(READING PASSAGE begins)

When an author publishes a book, they need to make a decision before the book hits the market.

Do they want to use a pen name?

Here are six reasons why a writer may want to use a pen name.

1. You write erotica: There is nothing wrong with writing in the genre, but writers may want to choose a pen name because they don’t want close friends or relatives to know. They may want to hide that book from dear old dad.

2. You write under different genres: If an author writes under several genres, they may want to use a different name to not confuse their readers. Some readers may enjoy an author’s literary fiction, but not their science fiction.

3. You want to keep your private life – private: By using a pen name, you don’t have to subject all your public information to the world. You get to keep your life to yourself for as long as that name stays private.

4. You have a crazy, unpronounceable name (check the byline): You may want to change your name to something more pronounceable or recognizable. Perhaps your name has too many vowels strung together and may be too hard to spell.

5. Another author has the same name: If there is an author in the same genre as you write, you may want to use a pen name to avoid confusion.

6. You were previously published and reviews weren’t kind: Maybe things didn’t go well the first time you published a novel: reviews were bad or you had public problems with readers or other authors. For whatever reason, you want a fresh start.


  1. There’s perhaps one major reason not to use a pen name. Having two names can complicate your life. With a different name, some people will have trouble believing that you wrote a book. They’ll say, “But the cover says, Slinkering Sisslefelet and your name is Mike Perry.” The result is confusion and needless explaining. And yes, if your real name was Slinkering Sisslefelet, a pen name might be a good idea.

(READING PASSAGE ends)

## REQUIRED ACTION:
Transcribe the portion of the article on pen names beginning with the words "3. You want" and ending after the words "hard to spell.".

(GIVEN DATA begins)

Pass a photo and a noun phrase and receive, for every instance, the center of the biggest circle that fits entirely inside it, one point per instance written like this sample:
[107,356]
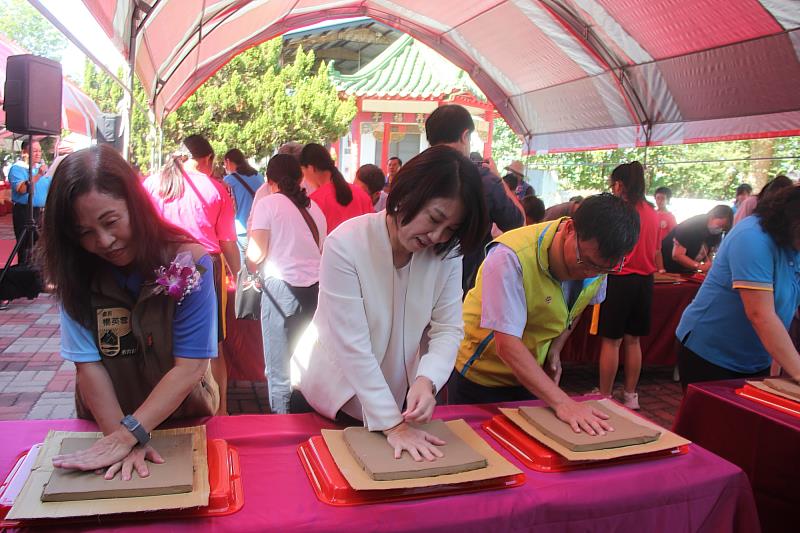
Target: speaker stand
[29,229]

(GIVEN DATA ends)

## RESPONSE:
3. You want to keep your private life – private: By using a pen name, you don’t have to subject all your public information to the world. You get to keep your life to yourself for as long as that name stays private.

4. You have a crazy, unpronounceable name (check the byline): You may want to change your name to something more pronounceable or recognizable. Perhaps your name has too many vowels strung together and may be too hard to spell.